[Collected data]
▼
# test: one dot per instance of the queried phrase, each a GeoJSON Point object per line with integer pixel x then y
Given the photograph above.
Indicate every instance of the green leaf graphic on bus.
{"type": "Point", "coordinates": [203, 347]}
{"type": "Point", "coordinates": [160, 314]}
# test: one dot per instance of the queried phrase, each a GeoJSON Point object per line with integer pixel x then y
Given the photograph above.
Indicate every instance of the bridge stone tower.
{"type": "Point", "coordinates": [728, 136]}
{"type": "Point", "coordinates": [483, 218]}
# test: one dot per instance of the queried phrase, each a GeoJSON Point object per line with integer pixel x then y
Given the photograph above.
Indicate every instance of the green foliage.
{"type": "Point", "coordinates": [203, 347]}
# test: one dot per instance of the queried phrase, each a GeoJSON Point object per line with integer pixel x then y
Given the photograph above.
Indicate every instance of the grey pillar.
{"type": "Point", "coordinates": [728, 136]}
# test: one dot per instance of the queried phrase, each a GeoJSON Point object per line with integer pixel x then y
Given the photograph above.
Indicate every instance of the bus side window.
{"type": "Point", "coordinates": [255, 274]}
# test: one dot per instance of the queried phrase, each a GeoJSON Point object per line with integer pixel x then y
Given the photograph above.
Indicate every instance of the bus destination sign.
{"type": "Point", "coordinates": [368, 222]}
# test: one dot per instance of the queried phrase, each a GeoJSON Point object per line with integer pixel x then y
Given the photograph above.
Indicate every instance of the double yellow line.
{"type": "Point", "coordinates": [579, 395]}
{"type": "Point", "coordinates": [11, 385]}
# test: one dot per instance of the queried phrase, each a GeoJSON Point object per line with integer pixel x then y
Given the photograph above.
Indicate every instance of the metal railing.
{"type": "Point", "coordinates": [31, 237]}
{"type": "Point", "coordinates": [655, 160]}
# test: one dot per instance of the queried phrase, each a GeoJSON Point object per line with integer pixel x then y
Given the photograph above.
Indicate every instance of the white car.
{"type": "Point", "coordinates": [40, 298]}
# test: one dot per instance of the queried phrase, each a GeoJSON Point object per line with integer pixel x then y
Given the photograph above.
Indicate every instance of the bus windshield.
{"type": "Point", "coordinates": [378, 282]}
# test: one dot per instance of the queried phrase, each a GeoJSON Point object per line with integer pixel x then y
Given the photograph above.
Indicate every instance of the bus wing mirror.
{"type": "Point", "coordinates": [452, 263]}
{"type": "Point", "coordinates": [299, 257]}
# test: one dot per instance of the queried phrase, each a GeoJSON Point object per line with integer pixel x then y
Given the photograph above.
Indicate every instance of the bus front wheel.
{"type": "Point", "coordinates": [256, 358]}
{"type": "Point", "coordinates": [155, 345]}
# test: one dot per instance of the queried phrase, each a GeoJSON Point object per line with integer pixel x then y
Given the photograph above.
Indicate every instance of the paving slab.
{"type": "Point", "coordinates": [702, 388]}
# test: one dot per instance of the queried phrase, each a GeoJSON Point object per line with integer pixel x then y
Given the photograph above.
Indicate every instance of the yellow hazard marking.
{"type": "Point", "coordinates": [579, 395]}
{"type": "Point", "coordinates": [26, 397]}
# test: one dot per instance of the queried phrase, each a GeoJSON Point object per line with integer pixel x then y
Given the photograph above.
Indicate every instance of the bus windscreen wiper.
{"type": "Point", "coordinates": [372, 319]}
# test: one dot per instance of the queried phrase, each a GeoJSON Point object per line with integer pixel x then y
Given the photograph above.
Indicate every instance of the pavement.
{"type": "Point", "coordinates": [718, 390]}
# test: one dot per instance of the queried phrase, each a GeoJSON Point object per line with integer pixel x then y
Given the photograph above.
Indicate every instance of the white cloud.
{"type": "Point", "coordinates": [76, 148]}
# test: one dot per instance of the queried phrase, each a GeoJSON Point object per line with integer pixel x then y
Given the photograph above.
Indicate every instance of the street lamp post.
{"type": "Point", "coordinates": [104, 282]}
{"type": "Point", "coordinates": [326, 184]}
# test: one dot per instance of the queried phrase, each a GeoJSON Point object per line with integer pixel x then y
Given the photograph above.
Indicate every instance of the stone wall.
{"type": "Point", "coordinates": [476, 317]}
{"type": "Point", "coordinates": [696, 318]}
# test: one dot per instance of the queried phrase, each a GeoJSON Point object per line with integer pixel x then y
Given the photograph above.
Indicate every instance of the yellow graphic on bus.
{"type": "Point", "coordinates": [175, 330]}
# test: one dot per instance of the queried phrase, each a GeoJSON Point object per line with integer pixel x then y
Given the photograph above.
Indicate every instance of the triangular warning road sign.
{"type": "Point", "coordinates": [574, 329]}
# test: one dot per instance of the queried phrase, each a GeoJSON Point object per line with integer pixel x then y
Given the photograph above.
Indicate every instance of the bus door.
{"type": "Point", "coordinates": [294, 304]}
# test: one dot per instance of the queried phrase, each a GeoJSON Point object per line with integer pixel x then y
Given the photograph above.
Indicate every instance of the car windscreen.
▲
▼
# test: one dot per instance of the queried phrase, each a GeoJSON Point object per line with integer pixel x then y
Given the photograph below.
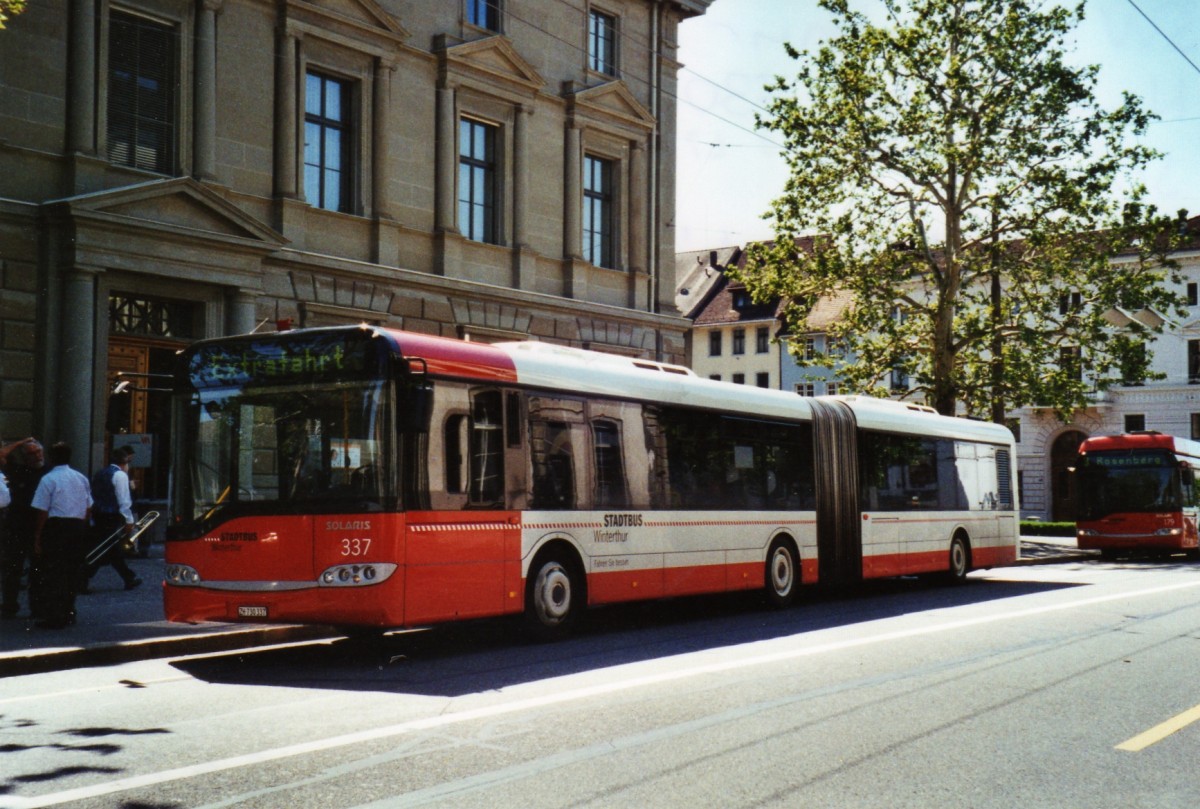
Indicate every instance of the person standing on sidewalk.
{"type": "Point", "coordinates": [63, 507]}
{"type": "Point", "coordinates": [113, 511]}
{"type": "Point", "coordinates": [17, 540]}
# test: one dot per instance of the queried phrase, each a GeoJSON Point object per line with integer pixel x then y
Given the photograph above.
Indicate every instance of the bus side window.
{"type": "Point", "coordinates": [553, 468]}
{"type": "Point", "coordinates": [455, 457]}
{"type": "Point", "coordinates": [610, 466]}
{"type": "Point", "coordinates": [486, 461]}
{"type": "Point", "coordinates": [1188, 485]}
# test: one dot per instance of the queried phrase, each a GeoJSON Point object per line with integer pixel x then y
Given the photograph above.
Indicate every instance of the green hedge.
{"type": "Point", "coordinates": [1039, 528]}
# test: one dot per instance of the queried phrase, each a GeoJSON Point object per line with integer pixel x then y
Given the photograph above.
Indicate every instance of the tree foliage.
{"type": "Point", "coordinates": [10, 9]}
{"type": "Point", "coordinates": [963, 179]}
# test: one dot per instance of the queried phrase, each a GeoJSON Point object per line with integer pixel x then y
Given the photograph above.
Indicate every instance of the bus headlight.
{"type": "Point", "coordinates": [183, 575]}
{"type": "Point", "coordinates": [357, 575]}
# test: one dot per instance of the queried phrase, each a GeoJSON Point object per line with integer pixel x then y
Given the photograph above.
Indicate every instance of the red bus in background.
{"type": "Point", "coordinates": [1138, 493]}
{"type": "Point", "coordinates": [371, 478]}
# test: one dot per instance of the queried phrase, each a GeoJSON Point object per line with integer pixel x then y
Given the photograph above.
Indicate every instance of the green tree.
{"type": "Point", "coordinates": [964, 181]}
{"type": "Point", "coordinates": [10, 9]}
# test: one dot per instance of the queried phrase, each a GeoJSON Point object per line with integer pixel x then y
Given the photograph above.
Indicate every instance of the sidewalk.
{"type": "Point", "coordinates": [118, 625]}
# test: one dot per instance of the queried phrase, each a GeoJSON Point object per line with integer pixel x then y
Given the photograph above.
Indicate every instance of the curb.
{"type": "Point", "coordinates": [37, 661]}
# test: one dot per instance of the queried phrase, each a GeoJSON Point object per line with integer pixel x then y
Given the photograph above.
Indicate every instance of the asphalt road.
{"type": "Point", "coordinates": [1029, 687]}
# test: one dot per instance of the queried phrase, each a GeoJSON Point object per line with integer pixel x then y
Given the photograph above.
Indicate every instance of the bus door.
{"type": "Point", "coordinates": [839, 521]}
▲
# Instructions for the task:
Return each line of the material that contains the word "white".

# Full answer:
Indicate every instance of the white car.
Indicate every instance of the white cloud.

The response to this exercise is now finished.